> [Task to carry out]:
Copy the material below word for word, from the line with "Target: shoulder strap" through its final line. Leave the pictures out of your copy.

[Point annotation dataset records]
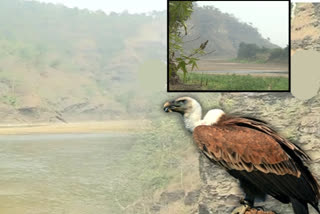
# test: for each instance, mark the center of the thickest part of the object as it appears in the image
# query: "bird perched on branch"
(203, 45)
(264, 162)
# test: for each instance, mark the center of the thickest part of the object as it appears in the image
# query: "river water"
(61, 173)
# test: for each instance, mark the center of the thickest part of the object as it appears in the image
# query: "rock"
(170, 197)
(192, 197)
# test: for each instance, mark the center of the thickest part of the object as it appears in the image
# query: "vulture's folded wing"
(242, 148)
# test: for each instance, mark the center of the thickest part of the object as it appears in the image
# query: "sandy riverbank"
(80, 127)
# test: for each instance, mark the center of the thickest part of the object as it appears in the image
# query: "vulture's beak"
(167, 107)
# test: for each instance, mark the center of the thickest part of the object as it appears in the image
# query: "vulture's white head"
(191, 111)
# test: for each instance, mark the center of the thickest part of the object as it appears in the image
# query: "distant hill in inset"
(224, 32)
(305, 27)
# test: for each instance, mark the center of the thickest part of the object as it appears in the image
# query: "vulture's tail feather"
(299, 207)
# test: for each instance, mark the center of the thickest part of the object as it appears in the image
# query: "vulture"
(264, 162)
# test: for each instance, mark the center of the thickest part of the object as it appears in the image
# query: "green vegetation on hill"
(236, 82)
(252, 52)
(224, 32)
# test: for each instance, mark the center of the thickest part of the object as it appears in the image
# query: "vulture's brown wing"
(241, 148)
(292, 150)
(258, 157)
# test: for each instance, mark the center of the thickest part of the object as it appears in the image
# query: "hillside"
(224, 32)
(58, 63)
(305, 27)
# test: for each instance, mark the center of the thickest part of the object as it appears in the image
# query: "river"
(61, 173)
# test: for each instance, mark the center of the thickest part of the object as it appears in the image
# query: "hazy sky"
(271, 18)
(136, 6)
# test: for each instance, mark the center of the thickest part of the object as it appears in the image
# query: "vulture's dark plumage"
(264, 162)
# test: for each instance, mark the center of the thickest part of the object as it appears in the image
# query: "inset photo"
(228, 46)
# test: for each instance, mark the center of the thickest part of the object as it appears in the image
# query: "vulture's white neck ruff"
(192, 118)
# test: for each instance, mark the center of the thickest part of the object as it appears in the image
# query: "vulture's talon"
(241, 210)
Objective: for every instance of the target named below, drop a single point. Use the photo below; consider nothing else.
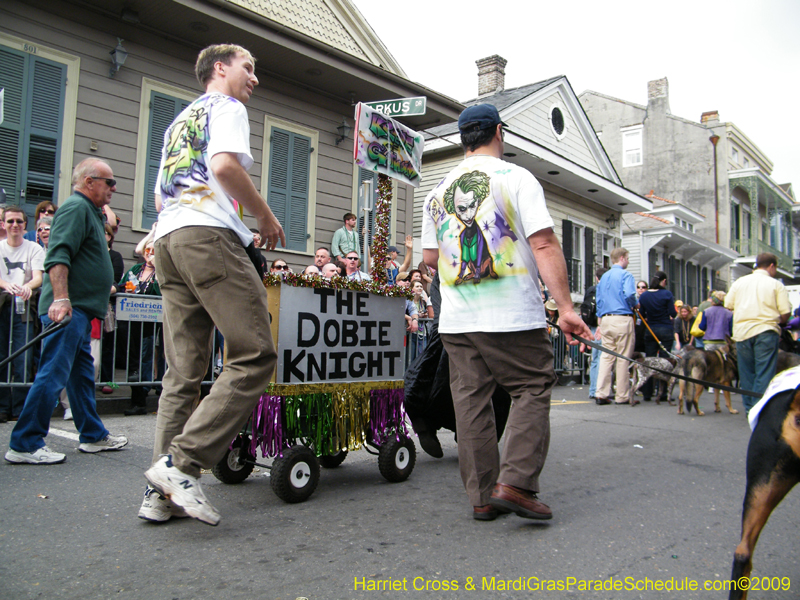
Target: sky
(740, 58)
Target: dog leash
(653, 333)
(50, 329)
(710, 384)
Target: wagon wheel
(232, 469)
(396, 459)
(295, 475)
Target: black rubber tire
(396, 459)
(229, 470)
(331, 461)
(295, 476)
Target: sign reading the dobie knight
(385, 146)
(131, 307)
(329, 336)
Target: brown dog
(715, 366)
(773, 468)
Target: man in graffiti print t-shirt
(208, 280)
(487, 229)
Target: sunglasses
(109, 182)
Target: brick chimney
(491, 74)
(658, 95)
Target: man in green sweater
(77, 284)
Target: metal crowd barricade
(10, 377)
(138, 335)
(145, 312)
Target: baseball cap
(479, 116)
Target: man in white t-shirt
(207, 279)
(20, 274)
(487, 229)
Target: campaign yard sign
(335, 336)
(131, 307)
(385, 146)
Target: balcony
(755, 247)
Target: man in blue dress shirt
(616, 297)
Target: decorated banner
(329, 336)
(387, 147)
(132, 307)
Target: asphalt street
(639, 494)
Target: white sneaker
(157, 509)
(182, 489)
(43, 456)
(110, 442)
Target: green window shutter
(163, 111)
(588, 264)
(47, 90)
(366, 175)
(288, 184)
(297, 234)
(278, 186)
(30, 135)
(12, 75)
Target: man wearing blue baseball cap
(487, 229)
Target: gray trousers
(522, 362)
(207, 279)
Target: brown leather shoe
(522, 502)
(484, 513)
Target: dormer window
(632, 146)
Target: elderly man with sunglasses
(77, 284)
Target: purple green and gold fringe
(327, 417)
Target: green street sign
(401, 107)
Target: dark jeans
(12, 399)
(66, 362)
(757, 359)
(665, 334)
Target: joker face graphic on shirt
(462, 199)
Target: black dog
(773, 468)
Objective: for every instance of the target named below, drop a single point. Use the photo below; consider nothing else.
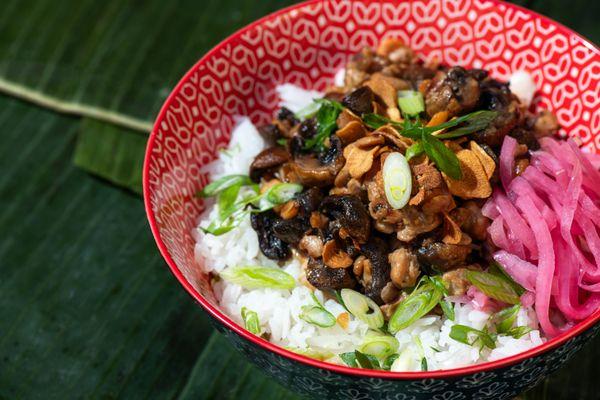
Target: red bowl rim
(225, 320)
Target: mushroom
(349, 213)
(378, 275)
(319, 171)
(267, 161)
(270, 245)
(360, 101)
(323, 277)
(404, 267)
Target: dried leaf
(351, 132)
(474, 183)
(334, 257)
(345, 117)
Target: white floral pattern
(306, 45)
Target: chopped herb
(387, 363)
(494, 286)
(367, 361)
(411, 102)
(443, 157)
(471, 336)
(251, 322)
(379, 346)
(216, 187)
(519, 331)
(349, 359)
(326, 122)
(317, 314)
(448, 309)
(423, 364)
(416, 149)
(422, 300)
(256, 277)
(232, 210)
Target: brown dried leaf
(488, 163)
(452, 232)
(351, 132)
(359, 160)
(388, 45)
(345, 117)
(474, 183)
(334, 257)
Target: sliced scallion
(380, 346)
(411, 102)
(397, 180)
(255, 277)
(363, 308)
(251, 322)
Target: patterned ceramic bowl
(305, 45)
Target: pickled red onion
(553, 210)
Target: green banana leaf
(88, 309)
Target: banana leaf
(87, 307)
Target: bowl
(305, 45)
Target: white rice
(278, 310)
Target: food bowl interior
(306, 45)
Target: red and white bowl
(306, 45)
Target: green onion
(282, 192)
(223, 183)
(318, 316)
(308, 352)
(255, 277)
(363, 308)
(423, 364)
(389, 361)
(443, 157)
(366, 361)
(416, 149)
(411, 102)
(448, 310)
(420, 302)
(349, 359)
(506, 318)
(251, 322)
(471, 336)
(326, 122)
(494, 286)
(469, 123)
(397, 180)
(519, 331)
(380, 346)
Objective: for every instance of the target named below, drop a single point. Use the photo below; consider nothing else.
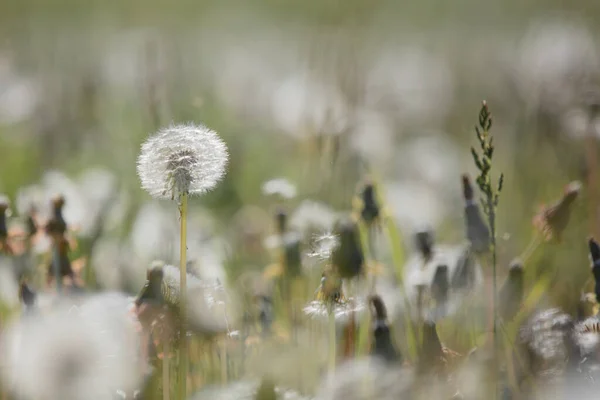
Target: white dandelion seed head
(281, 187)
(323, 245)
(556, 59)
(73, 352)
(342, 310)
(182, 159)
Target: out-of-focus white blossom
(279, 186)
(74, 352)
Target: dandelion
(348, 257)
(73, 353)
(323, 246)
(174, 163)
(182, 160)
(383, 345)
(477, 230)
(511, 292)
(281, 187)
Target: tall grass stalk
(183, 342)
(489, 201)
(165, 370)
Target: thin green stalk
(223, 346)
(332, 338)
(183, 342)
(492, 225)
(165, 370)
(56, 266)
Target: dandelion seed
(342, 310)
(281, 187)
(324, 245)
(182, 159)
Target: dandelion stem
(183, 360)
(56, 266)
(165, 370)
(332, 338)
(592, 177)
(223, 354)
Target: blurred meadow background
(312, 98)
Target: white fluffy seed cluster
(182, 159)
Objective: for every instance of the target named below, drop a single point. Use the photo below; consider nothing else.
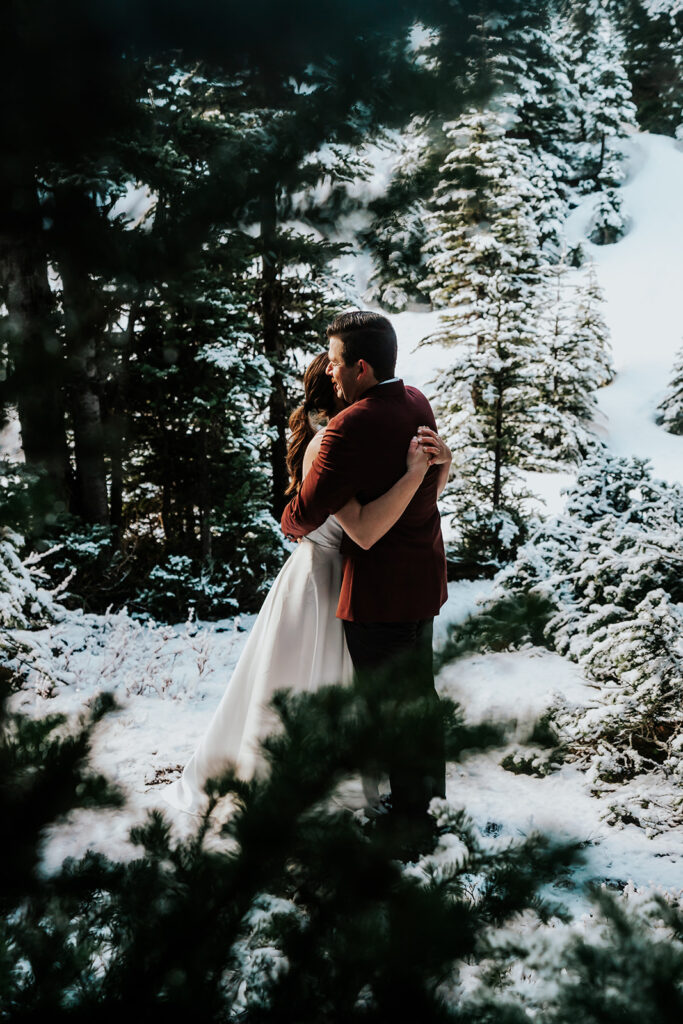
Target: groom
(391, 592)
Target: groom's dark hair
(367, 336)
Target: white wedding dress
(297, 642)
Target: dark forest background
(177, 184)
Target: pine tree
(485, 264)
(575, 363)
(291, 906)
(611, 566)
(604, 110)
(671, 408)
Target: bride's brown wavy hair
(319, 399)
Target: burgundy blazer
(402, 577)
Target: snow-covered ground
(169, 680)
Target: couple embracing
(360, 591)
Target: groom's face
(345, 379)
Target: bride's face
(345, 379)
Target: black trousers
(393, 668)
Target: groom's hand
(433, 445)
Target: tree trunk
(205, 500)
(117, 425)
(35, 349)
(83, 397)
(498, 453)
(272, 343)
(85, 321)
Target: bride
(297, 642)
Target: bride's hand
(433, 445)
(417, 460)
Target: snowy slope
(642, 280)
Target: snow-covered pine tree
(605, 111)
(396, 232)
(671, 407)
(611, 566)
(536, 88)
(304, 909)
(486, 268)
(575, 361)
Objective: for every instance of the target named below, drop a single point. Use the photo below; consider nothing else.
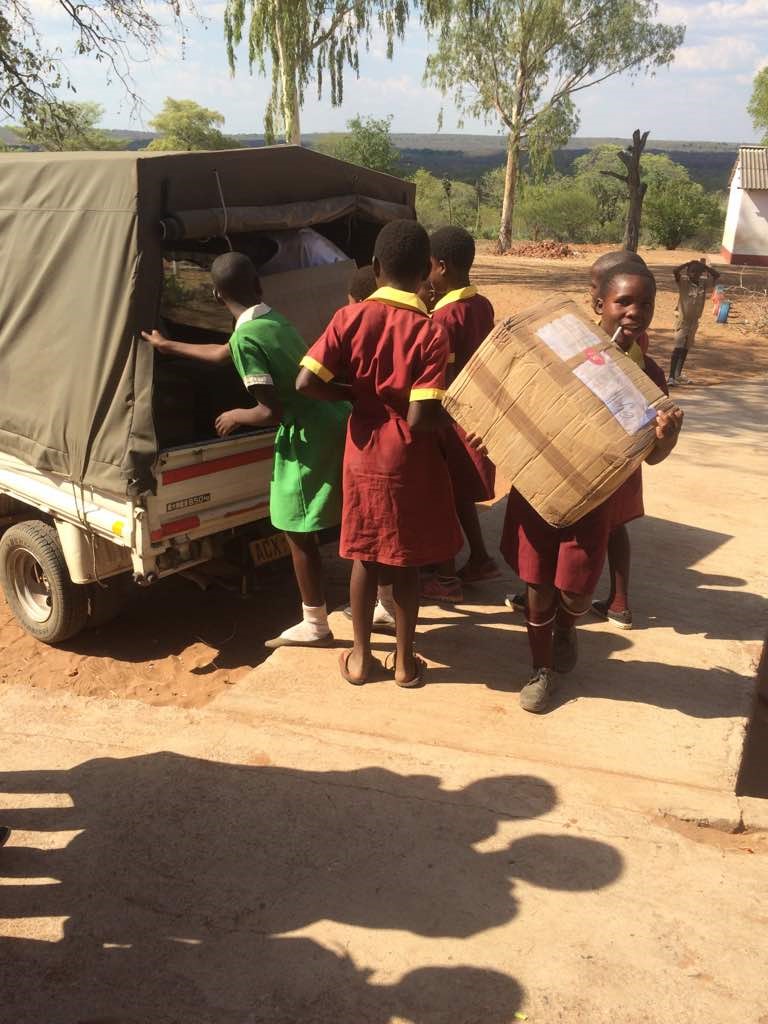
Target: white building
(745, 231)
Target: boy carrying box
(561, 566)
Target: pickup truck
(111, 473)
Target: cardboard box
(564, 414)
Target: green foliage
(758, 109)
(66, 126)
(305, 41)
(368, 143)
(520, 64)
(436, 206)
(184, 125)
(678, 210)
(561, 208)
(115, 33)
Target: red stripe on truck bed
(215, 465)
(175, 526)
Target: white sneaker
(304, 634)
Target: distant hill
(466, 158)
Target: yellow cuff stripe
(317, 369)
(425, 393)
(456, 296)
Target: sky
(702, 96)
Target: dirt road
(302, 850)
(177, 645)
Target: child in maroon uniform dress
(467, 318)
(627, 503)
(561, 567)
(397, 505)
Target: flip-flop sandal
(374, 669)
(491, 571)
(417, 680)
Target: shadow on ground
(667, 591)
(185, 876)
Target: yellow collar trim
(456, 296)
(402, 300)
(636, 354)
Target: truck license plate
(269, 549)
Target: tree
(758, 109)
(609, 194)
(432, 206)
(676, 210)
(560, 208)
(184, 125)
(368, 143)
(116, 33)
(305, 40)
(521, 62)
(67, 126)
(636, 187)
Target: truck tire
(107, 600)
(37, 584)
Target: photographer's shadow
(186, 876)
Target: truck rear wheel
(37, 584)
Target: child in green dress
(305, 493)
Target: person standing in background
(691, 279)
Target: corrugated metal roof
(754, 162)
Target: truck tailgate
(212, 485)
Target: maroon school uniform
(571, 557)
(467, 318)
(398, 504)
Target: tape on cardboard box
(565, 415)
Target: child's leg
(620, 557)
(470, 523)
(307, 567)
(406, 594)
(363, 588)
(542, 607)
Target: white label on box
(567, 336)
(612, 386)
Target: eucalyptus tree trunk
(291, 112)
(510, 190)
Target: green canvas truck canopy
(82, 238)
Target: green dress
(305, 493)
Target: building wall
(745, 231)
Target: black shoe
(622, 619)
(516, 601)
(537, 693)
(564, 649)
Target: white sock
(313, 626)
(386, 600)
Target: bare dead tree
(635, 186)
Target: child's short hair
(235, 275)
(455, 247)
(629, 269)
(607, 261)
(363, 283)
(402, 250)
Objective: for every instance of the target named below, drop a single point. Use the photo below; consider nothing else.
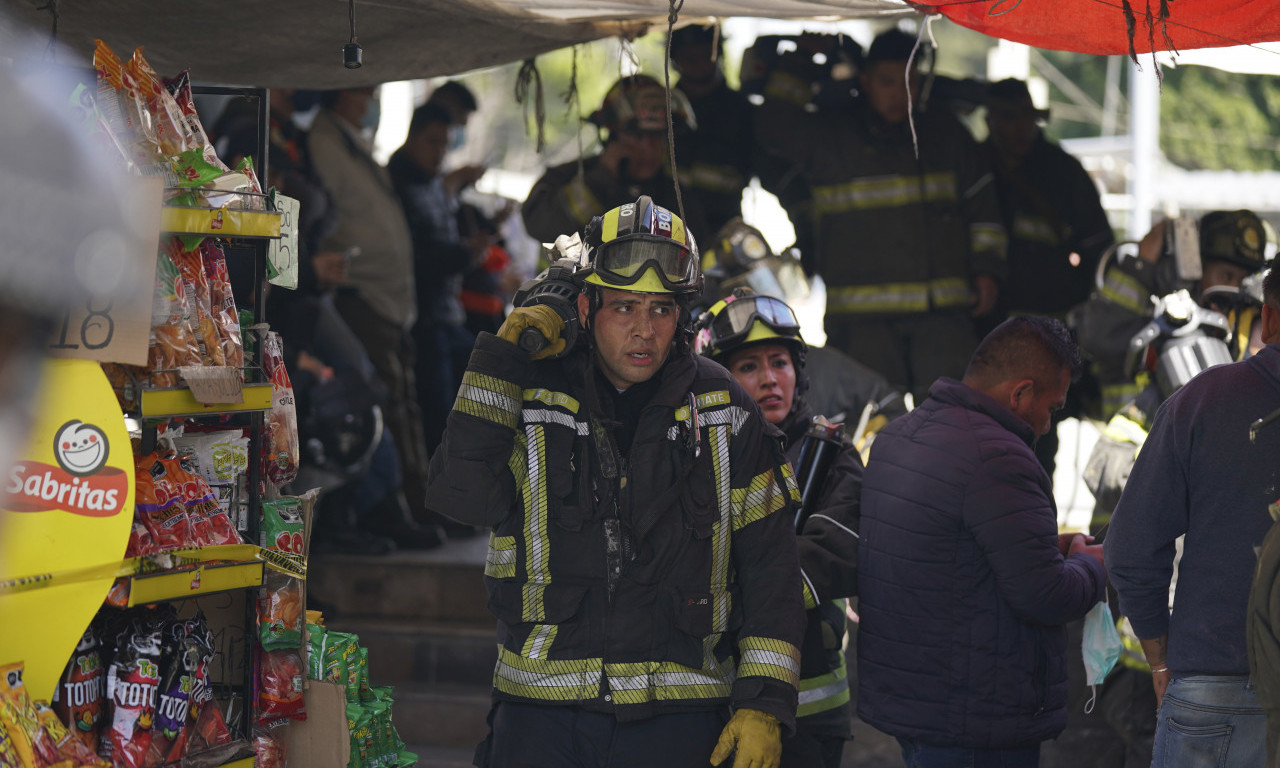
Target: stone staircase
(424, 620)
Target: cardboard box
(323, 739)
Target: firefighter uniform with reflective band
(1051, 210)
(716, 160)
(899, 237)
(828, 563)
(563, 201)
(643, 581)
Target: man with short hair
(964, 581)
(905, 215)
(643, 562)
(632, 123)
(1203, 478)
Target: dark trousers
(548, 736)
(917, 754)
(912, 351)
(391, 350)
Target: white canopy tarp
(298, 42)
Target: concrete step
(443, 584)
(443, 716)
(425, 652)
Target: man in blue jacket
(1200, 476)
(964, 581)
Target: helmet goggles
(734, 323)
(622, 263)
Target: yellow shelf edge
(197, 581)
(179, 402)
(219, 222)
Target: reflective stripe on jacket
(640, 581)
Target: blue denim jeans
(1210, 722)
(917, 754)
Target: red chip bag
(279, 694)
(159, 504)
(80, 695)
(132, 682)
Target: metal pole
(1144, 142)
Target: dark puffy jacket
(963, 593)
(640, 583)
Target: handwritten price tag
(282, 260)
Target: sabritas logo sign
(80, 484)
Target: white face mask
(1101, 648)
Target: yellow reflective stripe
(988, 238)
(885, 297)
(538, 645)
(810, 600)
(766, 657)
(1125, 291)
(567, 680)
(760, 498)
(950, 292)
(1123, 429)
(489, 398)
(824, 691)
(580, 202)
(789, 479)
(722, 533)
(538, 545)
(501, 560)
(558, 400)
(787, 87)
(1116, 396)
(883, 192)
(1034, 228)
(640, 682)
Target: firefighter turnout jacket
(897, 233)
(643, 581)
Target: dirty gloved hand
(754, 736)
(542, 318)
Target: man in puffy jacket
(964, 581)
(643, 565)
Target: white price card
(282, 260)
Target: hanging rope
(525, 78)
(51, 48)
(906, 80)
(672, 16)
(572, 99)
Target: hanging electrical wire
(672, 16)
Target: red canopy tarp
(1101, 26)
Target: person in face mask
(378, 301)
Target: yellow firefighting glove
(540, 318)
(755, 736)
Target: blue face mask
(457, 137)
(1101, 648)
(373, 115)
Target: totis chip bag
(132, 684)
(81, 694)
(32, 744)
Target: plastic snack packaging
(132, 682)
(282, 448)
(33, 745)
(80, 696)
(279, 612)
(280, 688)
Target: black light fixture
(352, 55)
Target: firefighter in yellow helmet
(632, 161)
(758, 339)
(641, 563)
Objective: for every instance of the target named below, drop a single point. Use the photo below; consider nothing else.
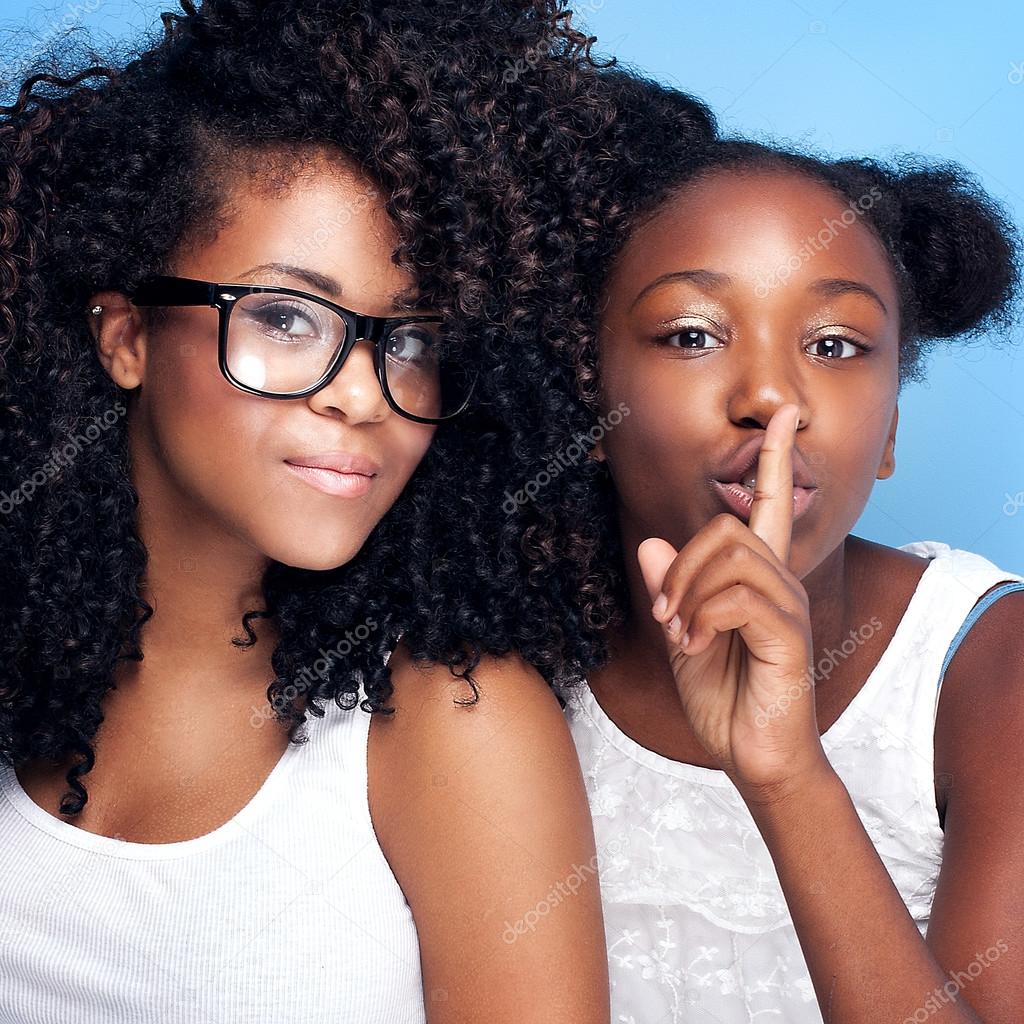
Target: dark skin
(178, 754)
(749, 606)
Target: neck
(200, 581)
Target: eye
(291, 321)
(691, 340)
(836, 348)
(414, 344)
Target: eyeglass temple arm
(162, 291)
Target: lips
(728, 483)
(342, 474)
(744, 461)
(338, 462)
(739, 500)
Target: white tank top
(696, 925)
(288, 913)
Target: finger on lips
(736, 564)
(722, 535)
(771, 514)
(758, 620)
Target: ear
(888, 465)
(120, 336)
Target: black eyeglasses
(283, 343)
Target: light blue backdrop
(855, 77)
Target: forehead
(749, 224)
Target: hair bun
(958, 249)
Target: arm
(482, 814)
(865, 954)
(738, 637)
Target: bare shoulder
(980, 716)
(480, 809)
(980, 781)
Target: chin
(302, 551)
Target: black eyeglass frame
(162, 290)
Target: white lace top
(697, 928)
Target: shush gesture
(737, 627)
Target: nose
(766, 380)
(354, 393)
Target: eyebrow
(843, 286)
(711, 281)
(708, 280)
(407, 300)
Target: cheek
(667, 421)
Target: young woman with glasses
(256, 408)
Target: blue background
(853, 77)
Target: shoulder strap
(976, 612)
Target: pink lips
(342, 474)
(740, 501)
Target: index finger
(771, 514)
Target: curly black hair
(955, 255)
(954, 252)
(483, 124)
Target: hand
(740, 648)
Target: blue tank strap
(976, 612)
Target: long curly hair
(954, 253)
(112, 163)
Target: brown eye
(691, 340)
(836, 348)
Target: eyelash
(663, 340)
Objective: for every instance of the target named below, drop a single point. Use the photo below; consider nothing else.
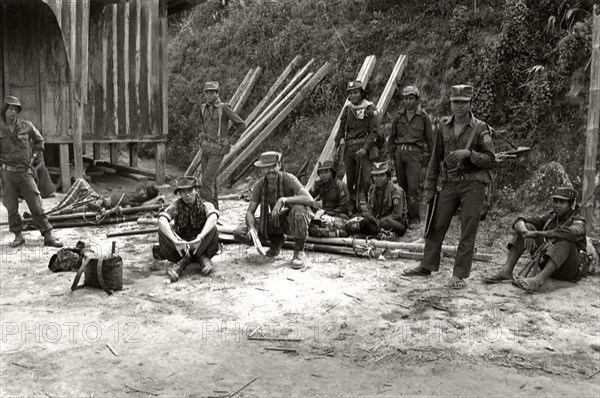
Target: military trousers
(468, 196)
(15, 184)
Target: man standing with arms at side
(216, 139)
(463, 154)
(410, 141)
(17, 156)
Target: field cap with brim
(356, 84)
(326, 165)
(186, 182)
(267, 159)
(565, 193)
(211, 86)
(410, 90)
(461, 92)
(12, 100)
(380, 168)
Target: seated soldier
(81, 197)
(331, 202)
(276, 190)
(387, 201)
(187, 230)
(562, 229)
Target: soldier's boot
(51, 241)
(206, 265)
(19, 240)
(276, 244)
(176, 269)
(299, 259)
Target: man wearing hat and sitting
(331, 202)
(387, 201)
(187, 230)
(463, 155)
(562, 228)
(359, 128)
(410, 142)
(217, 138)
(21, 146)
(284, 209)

> [The solution]:
Target: shoulder strap
(976, 612)
Target: pink lips
(342, 474)
(740, 501)
Target: index finger
(771, 514)
Target: curly black hair
(955, 255)
(954, 252)
(483, 124)
Target: hand
(740, 648)
Target: blue tank strap
(976, 612)
Target: long curly hair
(954, 253)
(112, 163)
Target: brown eye
(691, 340)
(836, 348)
Target: eyelash
(663, 340)
Objective: for every instance of the target named below, drop a single point. Use the photo below; consider nothing else.
Target: military trousers
(468, 196)
(15, 184)
Target: man standing with arms at side
(216, 139)
(463, 154)
(410, 141)
(17, 156)
Target: field cap with brim
(356, 84)
(326, 165)
(186, 182)
(267, 159)
(565, 193)
(211, 86)
(410, 90)
(461, 92)
(12, 100)
(380, 168)
Target: seated soldier
(81, 197)
(331, 202)
(276, 190)
(387, 201)
(187, 230)
(562, 229)
Target: soldier's boot
(51, 241)
(206, 265)
(19, 240)
(276, 244)
(176, 269)
(299, 259)
Target: man wearing hat and sitting
(331, 202)
(387, 201)
(187, 230)
(463, 155)
(562, 228)
(359, 128)
(410, 142)
(217, 138)
(21, 146)
(284, 209)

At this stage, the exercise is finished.